Print every one of the following records verbatim, keeping each line unchanged.
╭──
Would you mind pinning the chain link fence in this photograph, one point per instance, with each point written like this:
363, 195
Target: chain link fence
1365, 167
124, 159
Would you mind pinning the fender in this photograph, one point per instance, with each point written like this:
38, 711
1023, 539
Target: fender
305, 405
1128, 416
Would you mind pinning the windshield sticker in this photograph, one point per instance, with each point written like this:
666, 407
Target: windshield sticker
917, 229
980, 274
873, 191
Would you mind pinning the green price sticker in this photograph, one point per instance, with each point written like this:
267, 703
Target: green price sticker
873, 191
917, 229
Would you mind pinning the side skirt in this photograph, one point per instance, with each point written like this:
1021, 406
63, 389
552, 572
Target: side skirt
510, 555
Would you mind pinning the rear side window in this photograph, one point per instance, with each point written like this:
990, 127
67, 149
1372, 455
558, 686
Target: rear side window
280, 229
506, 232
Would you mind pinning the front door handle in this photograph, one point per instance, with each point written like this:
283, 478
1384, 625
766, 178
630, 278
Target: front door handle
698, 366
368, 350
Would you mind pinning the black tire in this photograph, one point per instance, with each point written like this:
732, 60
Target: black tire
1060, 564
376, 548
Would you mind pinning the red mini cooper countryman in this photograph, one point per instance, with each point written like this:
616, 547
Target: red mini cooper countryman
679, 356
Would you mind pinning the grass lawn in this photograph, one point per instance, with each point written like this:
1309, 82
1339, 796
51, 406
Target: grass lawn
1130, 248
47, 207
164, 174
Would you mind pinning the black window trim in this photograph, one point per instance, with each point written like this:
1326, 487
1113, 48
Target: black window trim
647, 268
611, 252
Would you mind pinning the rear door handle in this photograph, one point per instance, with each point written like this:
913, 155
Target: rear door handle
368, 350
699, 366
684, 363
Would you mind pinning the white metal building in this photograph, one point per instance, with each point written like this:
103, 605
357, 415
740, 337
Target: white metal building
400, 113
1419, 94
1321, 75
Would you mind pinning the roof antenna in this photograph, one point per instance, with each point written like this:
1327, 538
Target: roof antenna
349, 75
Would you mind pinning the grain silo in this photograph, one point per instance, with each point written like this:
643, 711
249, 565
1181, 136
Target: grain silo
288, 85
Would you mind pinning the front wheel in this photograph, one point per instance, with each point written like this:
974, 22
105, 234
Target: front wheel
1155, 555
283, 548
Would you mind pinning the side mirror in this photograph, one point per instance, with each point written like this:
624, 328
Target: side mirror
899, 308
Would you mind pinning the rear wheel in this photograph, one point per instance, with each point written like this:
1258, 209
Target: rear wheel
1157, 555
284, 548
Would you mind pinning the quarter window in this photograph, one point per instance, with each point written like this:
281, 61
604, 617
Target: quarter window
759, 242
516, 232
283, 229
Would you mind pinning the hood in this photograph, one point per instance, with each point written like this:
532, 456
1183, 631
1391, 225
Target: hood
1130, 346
╰──
Problem solution
Would you mind pinning the chain link fence in this photograph, one point per instance, with each point written like this:
363, 195
Target: chain link fence
1365, 167
124, 159
Would you mind pinning the fender in this photograph, one point per instance, with each point written like this:
38, 711
1023, 539
Target: fender
305, 405
1128, 416
Would you mind pinning the windshield sticker in this photograph, one point per instance, with each point written like this:
666, 407
Target: windshield sticker
917, 229
980, 274
873, 191
Would you mind pinning the green price sticker in this photograph, one point per instance, with each point written like this:
267, 703
Target: green price sticker
873, 191
917, 229
Would you mind pinning the side skirt in this photograph, one point per instance, with each point written like this:
1021, 406
63, 389
552, 572
Target: side skirt
510, 555
Would you mind pinning the rear side window in this photograph, one point per instance, with each point written like this:
990, 127
67, 149
1372, 455
558, 686
Target: rear side window
280, 229
506, 232
Would you mind pinning the front door handle in this photograph, one point per instance, with each point written like this:
283, 478
1384, 625
766, 178
630, 278
Target: front door handle
698, 366
368, 350
Would you mind pinning the black tire in this photograph, one point per instance, with each point written like this:
732, 60
Target: black tire
1060, 564
376, 548
Would you mind pinning the red mini cooper countryman in this photograph, one point per instance, with each point written like this:
616, 547
Target: red mini cooper countryman
679, 356
Would you mind pinning the grass lawn in this photograph, one point per instance, with each point written like this:
1309, 82
1339, 796
51, 406
Target: grass lawn
1130, 248
47, 207
164, 174
Would you mind pinning the black window trim in this photograph, one point per instance, with each point written like this:
1326, 487
1113, 48
Target: black window trim
647, 268
611, 252
Would you mind pinning the rear door handle in this photograph, one point per instance, with each point written like this:
913, 155
Target: rear door handle
368, 350
699, 366
684, 363
Would you mind pinning the white metal building in this photograph, one point per instance, with each point written like this:
103, 605
357, 415
740, 337
Target: white metal building
400, 113
1419, 94
1321, 75
Would you mind pinning the roof antenna in this photograph, one point per instance, with each point written like this:
1327, 538
Target: roof antenna
349, 75
Would you mind pinning the grain silo in this photograph, one point per instance, with each point written like this:
643, 711
249, 565
1181, 136
Target: grain silo
288, 85
Would you mind pinning the front wheel in this photograph, one point per instance, with each point written like this:
974, 22
105, 234
Target: front wheel
1155, 555
283, 548
Would you mind pinning the side mirror in this photograph, one point per instance, with each point written like this:
624, 328
Target: side mirror
899, 308
Would you mind pinning the rear wheel in this photograph, one point per instance, with each point written like this:
1258, 209
Target: rear wheel
1157, 555
284, 548
Would you mind pinning the quarter window in this photograph, one point per instance, with each point written like this:
281, 61
604, 617
Target: quarter window
759, 242
516, 232
283, 229
Would you mind pinning the hood in this photograph, one point per instance, with each point written like this:
532, 456
1183, 631
1391, 225
Target: hood
1130, 346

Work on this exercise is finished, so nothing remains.